▶ _Supplied text_:
******
Saturday, August 11, 2012

Hiking, the lake, and meteor showers


Just when I said no one goes on the trails around Lost Lake, today the campers got moving. In the morning a bus filled with teenagers pulled in. Counselors and kids hiked around the lake, talking as loud as they could as they got one with nature. At least I suppose that was the intent.

After those screaming children passed by, others in the campground were inspired to take their own walks with dogs barking and children objecting.

Gary and I settled down in chairs at the edge of the lake to tan and let the ruckus die down. He had a heavy duty air mattress tethered to an anchor.  For a while I snoozed on it until the deer flies started attacking.  I hit the trail.  Immediately a family with a small dog (a puggle) turned onto the trail in front of me.  I sat down on a log and let them get ahead of me. 

When I started up again a stream of hikers came toward me.  I pulled to one side and let them pass.  I was half way around the lake when the puggle group came up behind me. They had taken a wrong turn onto the ridge trail, discovered their mistake and got back on the lake trail. Once again, I let them go on.
******
▶ _Information given_:
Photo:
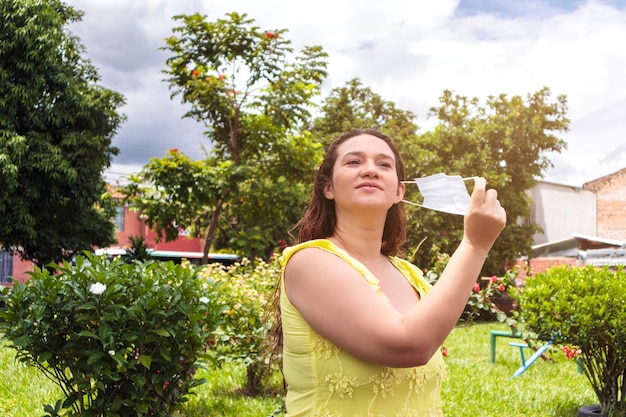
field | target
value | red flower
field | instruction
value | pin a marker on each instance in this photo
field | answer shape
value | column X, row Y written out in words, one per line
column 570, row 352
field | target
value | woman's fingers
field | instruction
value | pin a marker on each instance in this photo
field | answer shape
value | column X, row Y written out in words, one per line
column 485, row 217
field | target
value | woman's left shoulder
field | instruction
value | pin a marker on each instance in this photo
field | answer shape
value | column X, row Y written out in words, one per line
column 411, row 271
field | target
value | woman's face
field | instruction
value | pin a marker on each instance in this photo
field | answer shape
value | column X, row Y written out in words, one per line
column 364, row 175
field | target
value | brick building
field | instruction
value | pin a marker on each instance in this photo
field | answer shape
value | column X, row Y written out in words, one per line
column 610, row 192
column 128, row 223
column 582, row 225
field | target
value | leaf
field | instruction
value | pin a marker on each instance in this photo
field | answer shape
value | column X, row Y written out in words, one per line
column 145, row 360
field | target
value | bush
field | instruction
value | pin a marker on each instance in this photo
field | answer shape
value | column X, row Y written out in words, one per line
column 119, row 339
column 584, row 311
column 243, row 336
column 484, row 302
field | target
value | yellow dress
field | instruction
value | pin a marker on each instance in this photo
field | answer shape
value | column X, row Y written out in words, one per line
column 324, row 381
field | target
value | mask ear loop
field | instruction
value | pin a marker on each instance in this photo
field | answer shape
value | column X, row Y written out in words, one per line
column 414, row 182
******
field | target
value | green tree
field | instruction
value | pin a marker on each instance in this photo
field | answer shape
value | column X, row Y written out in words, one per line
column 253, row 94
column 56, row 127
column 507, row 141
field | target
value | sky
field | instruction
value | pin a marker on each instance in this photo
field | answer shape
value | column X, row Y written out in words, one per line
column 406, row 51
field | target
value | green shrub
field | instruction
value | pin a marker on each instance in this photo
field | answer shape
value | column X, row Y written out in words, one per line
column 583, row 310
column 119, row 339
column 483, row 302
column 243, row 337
******
▶ _Exercise requirements_:
**a.** Repeat the passage of the Lost Lake hiking post word for word, starting with "Just when I" and going on through "was the intent.".
**b.** Pick up the Lost Lake hiking post after its final sentence and keep writing it.

▶ _Task responses_:
**a.**
Just when I said no one goes on the trails around Lost Lake, today the campers got moving. In the morning a bus filled with teenagers pulled in. Counselors and kids hiked around the lake, talking as loud as they could as they got one with nature. At least I suppose that was the intent.

**b.**
Past the Lost Lake CCC cabins, I met a new stream of campers.  One of them was the boy I talked to yesterday.  He was eager to tell me that he had seen a porcupine burrow.  Since porcupines sleep in trees and don't burrow, he was mistaken, but I left him have his illusions.  He was trying to look at nature and that is all that counts. 

Gary is setting his alarm and we'll be off to bed early.  Around midnight, we'll take our flashlights and go down to the lake to see if we can spot any of the Perseid meteors streaking across the sky. They will be making a spectacle of themselves for the next three days.  For the past few years, we've had clouds or a full moon, either of which ruined the meteor showers.  There is no ambient light at Lost Lake, the moon won't interfere, and the sky is clear as I type this so we are hoping this is the year for shooting stars.

***
Blogging news:

I've never had as many "hits" or comments at this blog as I have since I wrote about John Ferguson.  He had so many friends.  Carol thought my column was right on, though I wrote it here at the campground with no journals to consult.  His daughter Glenda said much the same. She said people told her what a unique individual he was.  Which reminds me of the joke John told Mary at the canning company on the day our friendship began. 
How do you catch a unique rabbit?  You neek up on him. 
How do you catch a tame rabbit?  Tame way.     
Terrible joke, but he got Mary's attention. 

Then there's Black Coffee Fiction http://blackcoffeefiction.blogspot.com  Since Bettyann Moore joined us we've added readers, probably those who like outrageous stories about silk panties.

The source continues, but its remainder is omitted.